— START PROVIDED INFORMATION —
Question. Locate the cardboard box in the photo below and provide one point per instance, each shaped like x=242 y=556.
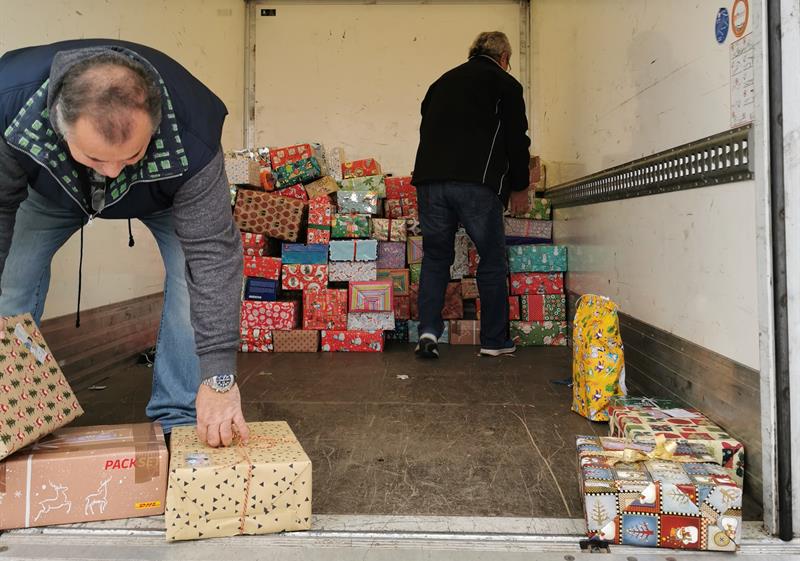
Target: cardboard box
x=659 y=498
x=80 y=474
x=30 y=379
x=352 y=341
x=261 y=488
x=296 y=341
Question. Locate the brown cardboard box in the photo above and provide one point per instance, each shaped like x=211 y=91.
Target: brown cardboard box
x=79 y=474
x=35 y=398
x=261 y=488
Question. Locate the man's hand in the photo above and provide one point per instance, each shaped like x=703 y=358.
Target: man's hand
x=218 y=414
x=520 y=204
— END PROVIDED INFORMATION —
* [STATED EXERCISE]
Reproduce word for word the records from the line containing "Question. Locate the brown" through the last line, both ends included.

* [WORKED ANSWER]
Question. Locate the brown cardboard box in the photo above and provide one point per instance, each shaped like x=211 y=91.
Target: brown cardboard box
x=79 y=474
x=35 y=398
x=261 y=488
Question. Locate the man's hand in the photo above and provide one point per instance, each shaped like x=703 y=358.
Target: man's hand
x=218 y=414
x=520 y=204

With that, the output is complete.